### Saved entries
--------------------

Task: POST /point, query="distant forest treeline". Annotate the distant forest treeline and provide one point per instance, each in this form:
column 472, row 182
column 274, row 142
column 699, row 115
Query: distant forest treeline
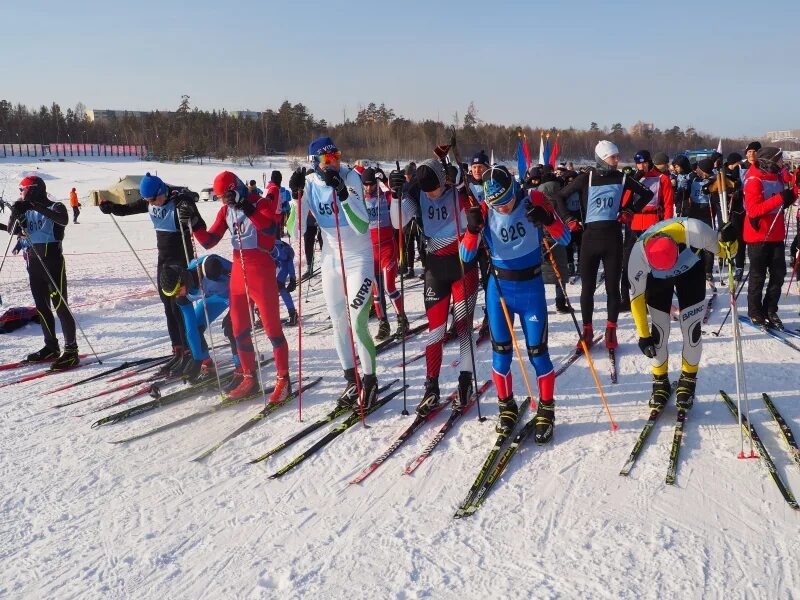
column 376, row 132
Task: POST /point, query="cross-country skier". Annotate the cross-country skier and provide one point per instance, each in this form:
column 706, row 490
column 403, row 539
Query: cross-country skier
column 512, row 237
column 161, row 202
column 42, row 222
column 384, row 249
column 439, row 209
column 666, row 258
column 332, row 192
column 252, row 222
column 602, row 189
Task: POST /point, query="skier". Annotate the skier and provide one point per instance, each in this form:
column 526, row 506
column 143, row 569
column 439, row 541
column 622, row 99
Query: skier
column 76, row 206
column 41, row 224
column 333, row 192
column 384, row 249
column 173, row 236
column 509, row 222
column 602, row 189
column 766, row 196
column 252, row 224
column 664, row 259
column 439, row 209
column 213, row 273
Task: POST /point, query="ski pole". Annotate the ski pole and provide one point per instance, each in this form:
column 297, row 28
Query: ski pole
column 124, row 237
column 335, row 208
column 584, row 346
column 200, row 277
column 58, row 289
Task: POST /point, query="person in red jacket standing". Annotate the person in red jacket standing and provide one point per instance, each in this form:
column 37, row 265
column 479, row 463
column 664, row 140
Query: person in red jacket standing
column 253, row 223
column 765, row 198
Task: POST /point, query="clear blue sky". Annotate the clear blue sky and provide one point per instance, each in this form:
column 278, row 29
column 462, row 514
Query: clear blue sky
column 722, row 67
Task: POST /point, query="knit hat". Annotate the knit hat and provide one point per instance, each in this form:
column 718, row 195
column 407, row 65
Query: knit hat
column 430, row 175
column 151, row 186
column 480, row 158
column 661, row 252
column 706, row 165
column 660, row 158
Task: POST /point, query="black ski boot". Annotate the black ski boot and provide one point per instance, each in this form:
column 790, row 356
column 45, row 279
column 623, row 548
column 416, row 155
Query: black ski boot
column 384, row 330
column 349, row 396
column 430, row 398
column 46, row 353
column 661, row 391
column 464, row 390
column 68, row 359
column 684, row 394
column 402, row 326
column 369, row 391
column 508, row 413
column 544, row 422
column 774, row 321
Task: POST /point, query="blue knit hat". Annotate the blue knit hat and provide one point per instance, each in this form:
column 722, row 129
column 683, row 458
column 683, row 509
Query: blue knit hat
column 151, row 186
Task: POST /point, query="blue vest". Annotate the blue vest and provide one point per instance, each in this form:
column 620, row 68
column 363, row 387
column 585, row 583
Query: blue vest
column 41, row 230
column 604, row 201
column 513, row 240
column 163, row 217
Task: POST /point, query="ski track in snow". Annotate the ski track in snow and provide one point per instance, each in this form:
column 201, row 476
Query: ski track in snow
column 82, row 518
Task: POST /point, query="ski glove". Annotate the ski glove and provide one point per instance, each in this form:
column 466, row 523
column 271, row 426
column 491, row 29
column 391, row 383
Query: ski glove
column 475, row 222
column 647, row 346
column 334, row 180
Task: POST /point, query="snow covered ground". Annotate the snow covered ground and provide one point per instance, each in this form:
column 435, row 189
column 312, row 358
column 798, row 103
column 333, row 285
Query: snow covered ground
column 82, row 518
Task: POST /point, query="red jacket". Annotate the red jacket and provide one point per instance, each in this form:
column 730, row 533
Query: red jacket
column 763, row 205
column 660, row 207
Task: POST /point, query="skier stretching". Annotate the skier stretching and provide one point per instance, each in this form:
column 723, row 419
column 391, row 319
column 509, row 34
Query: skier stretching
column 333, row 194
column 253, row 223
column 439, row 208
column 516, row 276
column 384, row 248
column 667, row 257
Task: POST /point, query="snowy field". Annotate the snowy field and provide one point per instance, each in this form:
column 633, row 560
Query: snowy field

--------------------

### Work task
Only an exact copy of the entries, with no pictures, is expected as the answer.

### Worked solution
Task: POST /point, query="distant forest treeline". Annotate the distant forest treeline and provide one point per instance, each in this form:
column 472, row 182
column 274, row 142
column 699, row 115
Query: distant forest treeline
column 376, row 132
Task: POST /point, query="cross-country skier". Annotate the cross-country skier and provide one point per instance, each in this form:
column 706, row 490
column 403, row 539
Query: cross-country skier
column 512, row 237
column 161, row 202
column 42, row 222
column 384, row 249
column 439, row 209
column 666, row 258
column 332, row 192
column 252, row 222
column 602, row 189
Task: POST /point, query="skier". Annotate the skier and provide one point per instance, each in this form:
column 526, row 506
column 143, row 569
column 439, row 541
column 622, row 99
Query: skier
column 76, row 206
column 41, row 224
column 333, row 192
column 384, row 249
column 173, row 236
column 509, row 222
column 602, row 189
column 766, row 196
column 252, row 224
column 664, row 259
column 439, row 209
column 213, row 273
Task: POST /point, query="ski pole". Annotate the ski pole and provide one point per instance, each in this form:
column 297, row 28
Query: ski pole
column 124, row 237
column 335, row 208
column 584, row 346
column 200, row 277
column 58, row 289
Task: POST /point, query="person in red jacket standing". Annotate the person in red jacket standing and provide one point per instance, each in this form:
column 37, row 265
column 479, row 463
column 664, row 140
Query: person in red jacket standing
column 253, row 223
column 765, row 198
Task: POST /point, query="clear blue sky". Annotate the clear blue sky and provide one point per instance, each in this form:
column 278, row 29
column 462, row 514
Query: clear blue sky
column 722, row 67
Task: POST /point, query="knit hat". Annotate the knit hat and provide one point per instance, each in this form:
column 718, row 195
column 407, row 65
Query: knit hat
column 430, row 175
column 151, row 186
column 480, row 158
column 661, row 252
column 706, row 165
column 660, row 158
Task: POST /point, query="black ski boot". Annotate the black ski boot and provide one point per instance, each in this form:
column 790, row 356
column 45, row 279
column 623, row 548
column 416, row 155
Query: black ski boot
column 384, row 330
column 349, row 396
column 430, row 398
column 46, row 353
column 661, row 391
column 464, row 390
column 68, row 359
column 684, row 394
column 402, row 326
column 369, row 391
column 508, row 413
column 544, row 422
column 774, row 321
Task: POST /point, query="blue knit hat". Annotate the blue knit hat and provide one point per instance, each in this form:
column 722, row 129
column 683, row 458
column 683, row 509
Query: blue knit hat
column 151, row 186
Task: POST /point, query="blue vest". Annotate the blue vest and provide one point per instance, each in this form:
column 620, row 68
column 363, row 387
column 585, row 583
Query: blue vest
column 41, row 230
column 604, row 201
column 513, row 240
column 163, row 217
Task: POST /point, query="ski track in snow". Annotate the ski track in snow and provide one point per instance, each in this form:
column 201, row 476
Query: ski track in snow
column 82, row 518
Task: POST /point, query="ski glove". Annotate the ski glove and provide one point per instance, each in this form:
column 466, row 523
column 271, row 426
column 491, row 29
column 391, row 383
Query: ski glove
column 475, row 222
column 647, row 346
column 334, row 180
Task: POST /point, query="snow covered ground". Annotate the snow covered ground and provide one point per instance, each in this form:
column 435, row 189
column 312, row 358
column 798, row 103
column 333, row 285
Query: snow covered ground
column 82, row 518
Task: POST /point, query="red jacket". Annotate the red jacket and provide one point per instance, each in this form:
column 730, row 533
Query: red jacket
column 763, row 205
column 660, row 207
Task: POST /point, query="skier stretching". Annotate the skier stretching and provide one point per instance, each in this form:
column 723, row 419
column 391, row 319
column 509, row 34
Query: skier stretching
column 333, row 194
column 253, row 223
column 439, row 208
column 516, row 276
column 384, row 248
column 667, row 257
Task: POST /point, query="snowy field". Annotate the snowy field and provide one point per instance, each in this form:
column 633, row 560
Query: snowy field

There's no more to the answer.